• [TASK DETAILS]:
Reproduce all of the entries below exactly, without a single change.

== RECORDED INFORMATION

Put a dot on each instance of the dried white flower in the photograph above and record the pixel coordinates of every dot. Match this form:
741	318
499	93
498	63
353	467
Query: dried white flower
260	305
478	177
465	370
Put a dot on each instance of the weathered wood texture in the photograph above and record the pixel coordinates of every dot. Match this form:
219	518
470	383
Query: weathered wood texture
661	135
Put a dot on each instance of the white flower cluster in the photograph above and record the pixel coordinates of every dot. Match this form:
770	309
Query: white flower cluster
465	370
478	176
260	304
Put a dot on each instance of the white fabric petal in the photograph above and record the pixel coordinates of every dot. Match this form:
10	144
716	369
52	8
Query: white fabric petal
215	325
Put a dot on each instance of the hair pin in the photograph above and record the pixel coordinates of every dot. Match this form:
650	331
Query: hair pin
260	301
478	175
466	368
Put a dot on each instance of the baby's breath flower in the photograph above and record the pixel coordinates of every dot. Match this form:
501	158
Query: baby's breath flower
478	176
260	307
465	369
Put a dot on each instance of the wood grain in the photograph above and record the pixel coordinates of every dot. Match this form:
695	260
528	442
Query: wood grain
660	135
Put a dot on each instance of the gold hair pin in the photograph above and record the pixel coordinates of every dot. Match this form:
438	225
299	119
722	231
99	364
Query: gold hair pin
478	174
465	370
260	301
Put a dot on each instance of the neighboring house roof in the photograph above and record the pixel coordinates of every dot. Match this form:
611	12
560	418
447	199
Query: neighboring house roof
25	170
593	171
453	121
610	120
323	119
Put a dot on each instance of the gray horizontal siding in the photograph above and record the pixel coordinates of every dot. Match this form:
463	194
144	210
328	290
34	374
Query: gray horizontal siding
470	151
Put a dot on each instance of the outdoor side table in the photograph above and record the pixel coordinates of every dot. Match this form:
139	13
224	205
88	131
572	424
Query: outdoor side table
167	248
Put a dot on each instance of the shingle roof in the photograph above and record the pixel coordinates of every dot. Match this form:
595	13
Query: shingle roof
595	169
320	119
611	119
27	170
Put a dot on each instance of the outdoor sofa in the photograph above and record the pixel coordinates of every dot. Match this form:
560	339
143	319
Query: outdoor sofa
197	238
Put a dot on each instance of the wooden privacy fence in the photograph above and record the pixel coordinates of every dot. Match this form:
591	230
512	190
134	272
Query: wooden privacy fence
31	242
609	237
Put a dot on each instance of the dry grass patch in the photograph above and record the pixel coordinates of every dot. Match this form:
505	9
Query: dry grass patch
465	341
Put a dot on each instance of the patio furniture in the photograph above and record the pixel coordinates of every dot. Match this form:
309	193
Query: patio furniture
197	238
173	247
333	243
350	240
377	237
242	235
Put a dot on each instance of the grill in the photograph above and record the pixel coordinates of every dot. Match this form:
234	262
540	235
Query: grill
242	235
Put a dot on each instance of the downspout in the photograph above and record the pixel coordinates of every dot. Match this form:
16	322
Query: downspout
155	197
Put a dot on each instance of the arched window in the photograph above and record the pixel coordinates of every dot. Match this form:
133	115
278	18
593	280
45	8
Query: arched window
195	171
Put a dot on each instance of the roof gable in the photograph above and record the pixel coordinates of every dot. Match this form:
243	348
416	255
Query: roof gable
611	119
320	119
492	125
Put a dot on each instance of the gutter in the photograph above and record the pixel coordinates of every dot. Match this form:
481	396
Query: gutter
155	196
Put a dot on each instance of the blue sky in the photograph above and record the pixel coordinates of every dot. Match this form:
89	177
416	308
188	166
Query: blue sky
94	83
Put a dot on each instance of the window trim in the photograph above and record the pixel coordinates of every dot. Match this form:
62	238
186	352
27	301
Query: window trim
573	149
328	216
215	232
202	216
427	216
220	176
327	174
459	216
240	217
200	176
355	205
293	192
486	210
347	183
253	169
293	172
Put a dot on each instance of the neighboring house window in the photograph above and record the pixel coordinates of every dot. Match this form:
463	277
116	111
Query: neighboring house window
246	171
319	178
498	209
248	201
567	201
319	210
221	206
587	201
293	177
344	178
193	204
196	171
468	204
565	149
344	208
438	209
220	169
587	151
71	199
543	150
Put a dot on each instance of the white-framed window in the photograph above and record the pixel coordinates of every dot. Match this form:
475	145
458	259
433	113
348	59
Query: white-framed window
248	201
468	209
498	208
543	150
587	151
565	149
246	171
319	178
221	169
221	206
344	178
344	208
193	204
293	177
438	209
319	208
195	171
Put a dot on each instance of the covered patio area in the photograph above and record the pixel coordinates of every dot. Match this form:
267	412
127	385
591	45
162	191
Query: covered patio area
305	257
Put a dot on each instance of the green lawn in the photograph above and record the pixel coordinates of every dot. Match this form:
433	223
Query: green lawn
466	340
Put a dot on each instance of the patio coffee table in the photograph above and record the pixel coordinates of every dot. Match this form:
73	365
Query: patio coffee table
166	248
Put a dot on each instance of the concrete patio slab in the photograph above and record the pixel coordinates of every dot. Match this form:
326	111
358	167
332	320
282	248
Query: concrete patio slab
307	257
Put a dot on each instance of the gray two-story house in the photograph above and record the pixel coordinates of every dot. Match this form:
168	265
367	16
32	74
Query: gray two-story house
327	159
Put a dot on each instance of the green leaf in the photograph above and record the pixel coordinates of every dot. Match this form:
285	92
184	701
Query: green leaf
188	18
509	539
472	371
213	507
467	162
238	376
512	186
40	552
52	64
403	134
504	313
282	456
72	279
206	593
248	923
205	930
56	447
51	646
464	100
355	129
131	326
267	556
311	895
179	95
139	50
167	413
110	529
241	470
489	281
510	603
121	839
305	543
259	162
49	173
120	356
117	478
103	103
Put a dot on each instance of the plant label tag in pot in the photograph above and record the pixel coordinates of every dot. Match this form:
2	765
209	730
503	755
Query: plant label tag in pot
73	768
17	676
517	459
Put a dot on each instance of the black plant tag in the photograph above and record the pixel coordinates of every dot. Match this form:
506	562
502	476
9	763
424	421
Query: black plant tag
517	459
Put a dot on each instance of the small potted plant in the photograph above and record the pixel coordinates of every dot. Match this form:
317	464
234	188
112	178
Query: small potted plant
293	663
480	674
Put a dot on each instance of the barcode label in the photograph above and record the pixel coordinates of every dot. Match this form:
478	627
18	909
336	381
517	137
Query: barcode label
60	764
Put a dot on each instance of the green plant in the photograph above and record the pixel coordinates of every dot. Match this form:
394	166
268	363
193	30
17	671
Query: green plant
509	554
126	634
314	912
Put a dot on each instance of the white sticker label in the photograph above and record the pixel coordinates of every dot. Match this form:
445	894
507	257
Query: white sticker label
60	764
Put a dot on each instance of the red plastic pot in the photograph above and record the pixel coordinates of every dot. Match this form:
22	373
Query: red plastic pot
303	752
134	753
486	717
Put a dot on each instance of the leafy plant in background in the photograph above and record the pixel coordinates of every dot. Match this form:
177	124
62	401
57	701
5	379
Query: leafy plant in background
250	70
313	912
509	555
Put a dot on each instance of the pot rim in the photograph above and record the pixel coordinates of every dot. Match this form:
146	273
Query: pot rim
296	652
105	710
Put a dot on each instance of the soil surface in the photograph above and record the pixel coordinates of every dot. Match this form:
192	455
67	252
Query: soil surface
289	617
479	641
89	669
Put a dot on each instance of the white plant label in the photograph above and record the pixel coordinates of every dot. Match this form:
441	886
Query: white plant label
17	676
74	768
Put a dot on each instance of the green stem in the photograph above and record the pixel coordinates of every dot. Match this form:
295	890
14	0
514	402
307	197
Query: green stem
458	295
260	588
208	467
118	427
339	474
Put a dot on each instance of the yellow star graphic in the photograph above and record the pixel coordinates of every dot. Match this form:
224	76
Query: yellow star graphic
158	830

====

• [RESULT OF THE TASK]:
Put a dot on each instance of the dried white flower in the photograph above and record the pixel coordinates of every dot. Match this form:
741	318
499	93
498	63
353	467
Query: dried white flower
260	305
478	177
465	370
Put a dot on each instance of the weathered wood texture in the photograph above and record the pixel coordinates of every dot. Match this form:
219	518
470	383
Query: weathered wood texture
661	135
Put a dot on each instance of the white flower cluster in the photograph above and record the pixel coordinates of every dot. Match this form:
770	309
Query: white flower cluster
465	370
478	176
260	304
Put a dot on each instance of the white fabric petal in the photograph above and record the pixel coordinates of every dot. Match this form:
10	144
716	369
52	8
Query: white fabric petal
215	325
Put a dot on each instance of the hair pin in the photograph above and record the pixel coordinates of every dot. Match this form:
650	331
Query: hair pin
260	301
478	175
466	368
Put a dot on each instance of the baby's breath flower in the photograph above and record the pixel coordinates of every dot. Match this form:
501	158
Query: baby's breath flower
478	176
260	307
465	369
Put a dot on each instance of the wood grain in the photograph above and record the pixel coordinates of every dot. Match this form:
695	260
528	442
Query: wood grain
660	135
Put a dot on each instance of the gold hair pin in the photograph above and record the pixel coordinates of every dot. Match this form:
438	225
299	119
722	231
99	364
Query: gold hair pin
478	174
465	370
260	301
Put a dot on each instance of the neighboring house roof in the photograph above and record the pixel coordinates of every dot. Match this form:
611	12
560	418
447	199
Query: neighboring house roof
25	170
593	171
453	121
610	120
323	119
Put a dot on each instance of the gray horizontal siding in the photograph above and record the pixel coordinates of every dot. Match this form:
463	194
144	210
328	290
34	374
Query: gray horizontal siding
470	151
Put a dot on each instance of the outdoor side table in the photograph above and record the pixel coordinates of every dot. Match this form:
139	13
224	205
88	131
572	424
Query: outdoor side table
167	248
Put a dot on each instance of the shingle roof in the photograph above and record the pixel coordinates of every dot. Match this form:
595	13
Query: shingle roof
595	169
320	119
611	119
27	170
Put a dot on each instance of the outdoor sofa in the photograph above and record the pixel coordinates of every dot. Match this form:
560	339
143	319
Query: outdoor sofa
197	238
Put a dot on each instance of the wooden privacy fence in the photograph above and record the pixel coordinates of every dot. Match this form:
591	230
512	190
134	272
Query: wooden privacy fence
31	242
609	237
Put a dot on each instance of the dry grass patch in the photograph above and record the pixel coordinates of every dot. Match this form:
505	9
Query: dry grass patch
465	341
Put a dot on each instance of the patio furniture in the photograph above and record the pixel coordinates of every dot. Match this form:
309	193
Query: patio furniture
197	238
173	247
333	243
350	240
377	237
242	235
Put a dot on each instance of the grill in the photograph above and record the pixel coordinates of every dot. Match this form:
234	262
540	235
Query: grill
242	235
Put a dot on each instance of the downspout in the photograph above and record the pixel coordinates of every dot. Match this form:
16	322
Query: downspout
155	197
Put a dot on each instance of the arched window in the photograph above and record the pixel coordinates of every dot. Match this form:
133	115
278	18
593	280
45	8
Query: arched window
195	171
Put a dot on each instance of the roof gable in the photograph above and record the pixel coordinates of every dot. Match this form:
243	348
416	255
Query: roof gable
611	119
320	119
492	125
Put a dot on each instance of the gutter in the photograph above and record the pixel coordinates of every dot. Match this form:
481	396
Query: gutter
155	196
Put a dot on each instance of the blue sky in the photograph above and record the pixel coordinates of every dot. Match this form:
89	177
416	308
188	166
Query: blue sky
94	83
Put a dot on each instance of the window trim in the photograph above and record the pixel coordinates of every dot. Match this form:
62	238
186	352
27	301
Query: window trim
573	149
328	216
215	232
202	216
427	216
220	176
327	174
459	216
240	217
200	176
355	205
293	192
486	210
347	183
253	169
293	172
Put a dot on each instance of the neighboring house window in the photograph above and record the pixel coordinates of every dot. Match this form:
463	277
116	111
Query: neighboring house window
246	171
319	178
498	209
248	201
567	201
319	210
221	206
587	201
293	177
344	178
193	204
196	171
468	204
565	149
344	208
438	209
220	169
587	151
71	199
543	150
Put a dot on each instance of the white-framed window in the photograph above and record the pixel coordinates of every dot. Match this form:
475	145
458	259
433	113
348	59
Query: white-framed window
248	201
468	209
498	208
543	150
587	151
565	149
246	171
319	178
221	169
221	206
344	178
344	208
193	204
293	177
438	209
319	208
195	171
Put a dot on each instance of the covered patio area in the photograph above and record the pixel coordinates of every dot. Match this form:
267	412
127	385
591	45
162	191
Query: covered patio area
305	257
Put a dot on each instance of the green lawn in the photograph above and record the pixel coordinates of every dot. Match this form:
433	223
Query: green lawn
466	340
Put a dot on each instance of the patio coffee table in the photograph above and record the pixel coordinates of every dot. Match this form:
73	365
Query: patio coffee table
166	248
Put a dot on each instance of the concrete patio slab in the photograph above and record the pixel coordinates of every dot. Match this form:
326	111
358	167
332	320
282	248
Query: concrete patio slab
307	257
Put a dot on each instance of the gray two-story house in the photograph above and record the pixel coordinates of every dot. Match this form:
168	265
367	16
32	74
Query: gray two-story house
327	159
Put a dot on each instance of the green leaf in the photograph above and record the pixel coordinates of every dot. Match this form:
285	92
184	701
Query: green leaf
188	18
509	539
472	371
213	507
467	162
238	376
512	186
40	552
52	64
403	134
504	313
282	456
72	279
206	593
248	923
205	930
56	447
51	646
464	100
355	129
131	326
267	556
311	895
179	95
139	50
167	413
110	529
241	470
489	281
510	603
121	839
305	543
259	162
49	173
120	356
117	478
103	103
Put a dot on each instance of the plant label tag in pot in the photograph above and record the pixel coordinates of every dot. Match this form:
2	765
209	730
503	755
Query: plant label tag in pot
73	768
17	676
517	459
Put a dot on each instance of the black plant tag in the photograph above and record the pixel coordinates of every dot. Match this form:
506	562
502	476
9	763
424	421
Query: black plant tag
517	459
Put a dot on each instance of the small potted plant in the photograph above and record the pixel coordinates of every dot. Match this form:
317	464
234	188
112	178
Query: small potted plant
293	663
480	674
Put a dot on each instance of the barcode label in the photograph above and record the pixel coordinates of every dot. Match this form:
478	627
18	909
336	381
517	137
Query: barcode label
60	764
Put a dot on each instance of the green plant in the photograph above and record the pixel coordinates of every dot. Match this form:
394	166
268	363
193	30
17	671
Query: green plant
509	554
126	634
314	912
Put a dot on each instance of the white sticker label in the photograph above and record the pixel coordinates of every dot. Match this form:
445	894
507	257
Query: white sticker label
60	764
Put a dot on each instance of the red plastic pot in the photograph above and record the pixel coordinates of every dot. Match this form:
22	373
Query: red plastic pot
303	752
134	753
486	717
Put a dot on each instance of the leafy plant in background in the photograph above and record the pixel coordinates of every dot. Match this form:
177	124
62	401
57	701
5	379
Query: leafy plant in background
250	70
313	912
509	555
Put a dot on each instance of the pot rim in the photograph above and record the pixel coordinates of every dot. Match this form:
146	273
Query: pot rim
296	652
105	710
Put a dot on each instance of the soil surface in the photograph above and record the pixel coordinates of every dot. Match this form:
192	455
67	252
Query: soil surface
289	617
479	641
89	669
Put a dot on each instance of the white plant label in the photograph above and record the pixel coordinates of every dot. Match this form:
441	886
Query: white plant label
17	676
74	768
Put a dot on each instance of the green stem in the photograph above and record the pixel coordinates of every dot. Match this form:
295	890
14	0
514	402
307	197
Query: green stem
458	295
260	588
208	467
118	427
339	474
Put a dot on each instance of the yellow star graphic in the photograph above and record the pixel coordinates of every dot. Match this form:
224	76
Query: yellow star graphic
158	830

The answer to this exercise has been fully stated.